* ASSIGNED TASK:
Verbatim output, no pictures: the lines from the beginning of the material through the line with "box: [844, 938, 886, 960]", both ends kept.

* MATERIAL FOR THIS TASK:
————————
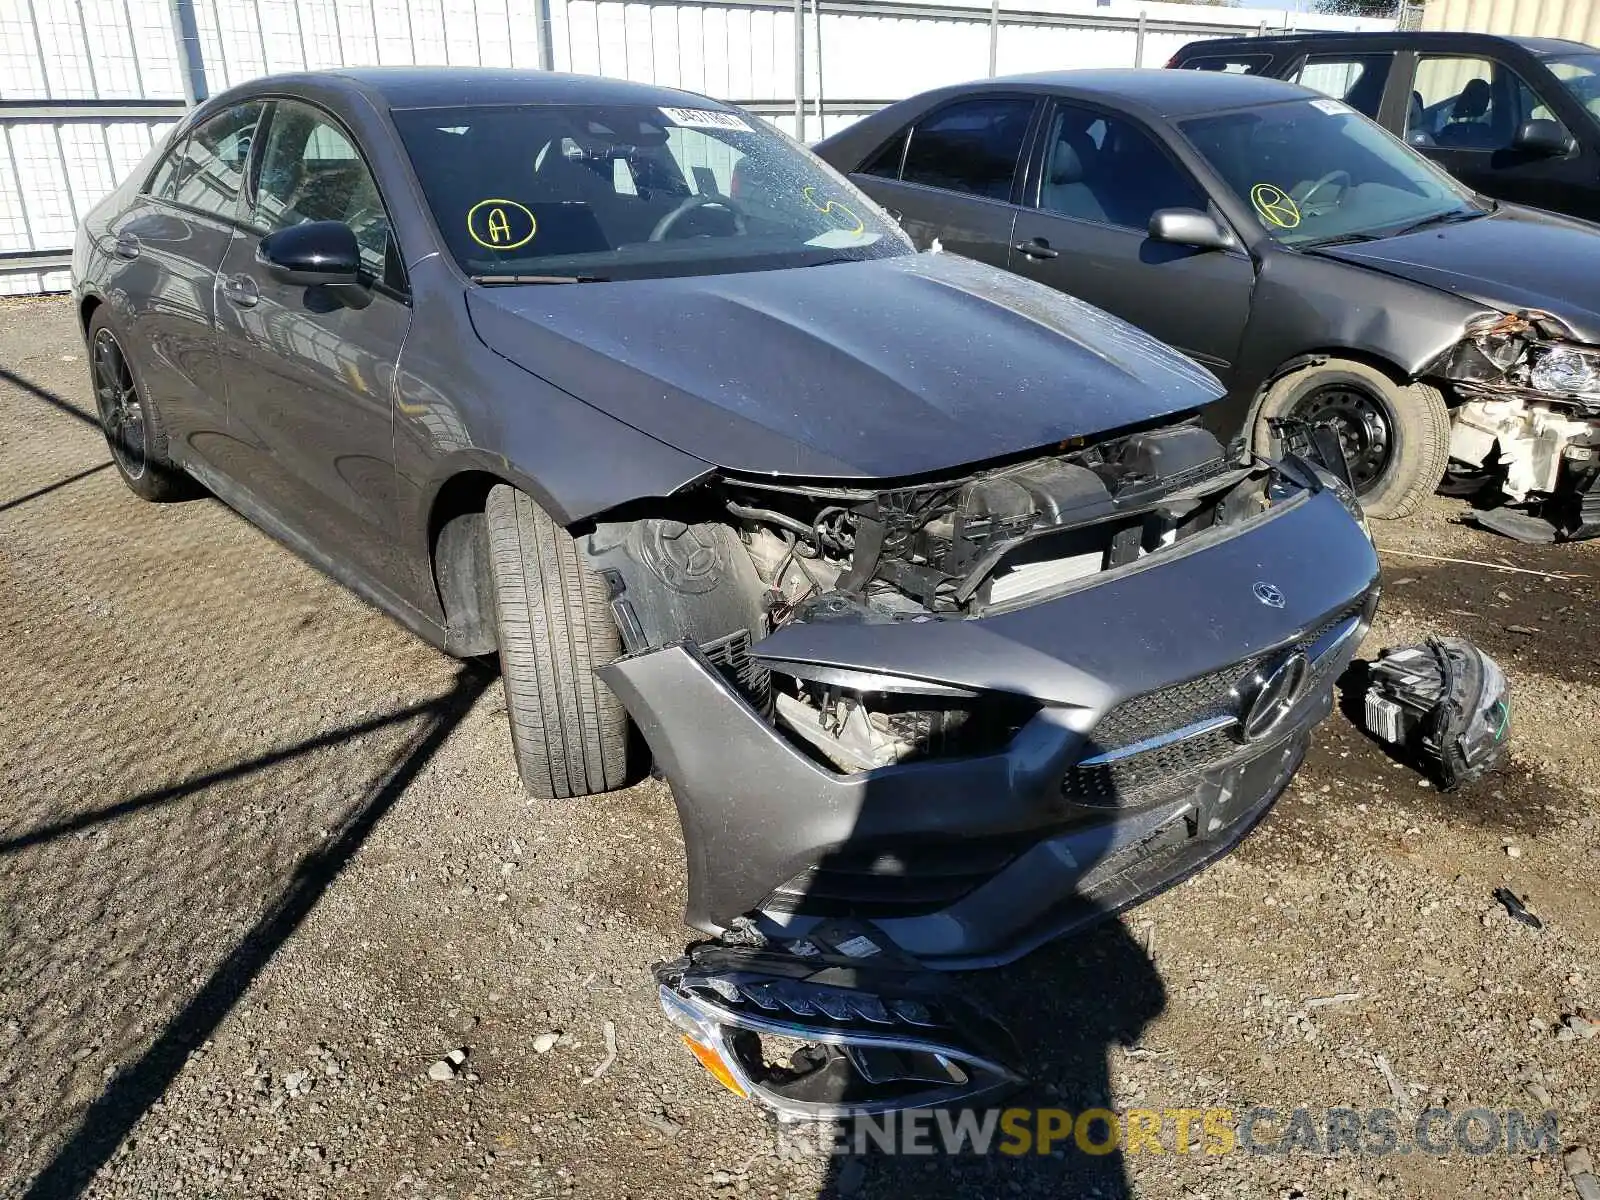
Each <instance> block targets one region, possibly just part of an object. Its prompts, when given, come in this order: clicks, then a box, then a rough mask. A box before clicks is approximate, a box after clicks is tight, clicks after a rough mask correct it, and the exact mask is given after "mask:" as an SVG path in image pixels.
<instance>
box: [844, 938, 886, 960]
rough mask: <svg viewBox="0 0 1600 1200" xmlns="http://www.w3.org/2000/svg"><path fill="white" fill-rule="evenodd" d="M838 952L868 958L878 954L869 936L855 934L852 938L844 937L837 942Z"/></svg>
mask: <svg viewBox="0 0 1600 1200" xmlns="http://www.w3.org/2000/svg"><path fill="white" fill-rule="evenodd" d="M837 949H838V952H840V954H848V955H850V957H851V958H870V957H872V955H875V954H878V946H877V942H874V941H872V939H870V938H866V936H862V934H856V936H854V938H846V939H845V941H842V942H840V944H838V947H837Z"/></svg>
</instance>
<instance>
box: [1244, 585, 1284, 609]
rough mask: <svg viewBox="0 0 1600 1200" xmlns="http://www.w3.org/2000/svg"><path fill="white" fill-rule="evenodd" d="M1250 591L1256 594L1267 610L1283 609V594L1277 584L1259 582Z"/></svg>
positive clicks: (1251, 587)
mask: <svg viewBox="0 0 1600 1200" xmlns="http://www.w3.org/2000/svg"><path fill="white" fill-rule="evenodd" d="M1250 590H1251V592H1254V594H1256V598H1258V600H1259V602H1261V603H1264V605H1266V606H1267V608H1283V592H1280V590H1278V589H1277V586H1275V584H1269V582H1259V584H1256V586H1254V587H1251V589H1250Z"/></svg>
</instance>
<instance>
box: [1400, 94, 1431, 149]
mask: <svg viewBox="0 0 1600 1200" xmlns="http://www.w3.org/2000/svg"><path fill="white" fill-rule="evenodd" d="M1405 139H1406V141H1408V142H1411V146H1437V142H1435V141H1434V134H1432V133H1429V131H1427V107H1426V106H1424V104H1422V93H1421V91H1413V93H1411V102H1410V104H1408V106H1406V112H1405Z"/></svg>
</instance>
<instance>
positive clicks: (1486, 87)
mask: <svg viewBox="0 0 1600 1200" xmlns="http://www.w3.org/2000/svg"><path fill="white" fill-rule="evenodd" d="M1491 99H1493V91H1491V90H1490V82H1488V80H1486V78H1470V80H1467V85H1466V86H1464V88H1462V90H1461V94H1459V96H1456V102H1454V104H1453V106H1451V109H1450V123H1448V125H1445V128H1443V130H1440V131H1438V138H1437V139H1435V141H1437V144H1438V146H1454V147H1459V149H1467V150H1477V149H1493V147H1494V144H1496V138H1494V130H1493V128H1490V123H1488V120H1486V118H1488V114H1490V101H1491Z"/></svg>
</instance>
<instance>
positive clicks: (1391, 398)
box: [1254, 358, 1450, 520]
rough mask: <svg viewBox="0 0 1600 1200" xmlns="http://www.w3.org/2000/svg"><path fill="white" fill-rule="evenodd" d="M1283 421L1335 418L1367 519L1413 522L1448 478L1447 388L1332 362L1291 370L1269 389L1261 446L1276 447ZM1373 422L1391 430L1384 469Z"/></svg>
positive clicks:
————————
* ANSWER FOR THIS EXERCISE:
Each <instance> block targets one region, possibly just part of an object. Its prompts, when given, come in this order: clicks, then a box, then a rough mask. A box before clicks is approximate, a box after clicks is tight, clicks after a rough mask correct it, and the exact mask is given after "mask:" as an SVG path in image pixels.
<instance>
box: [844, 938, 886, 960]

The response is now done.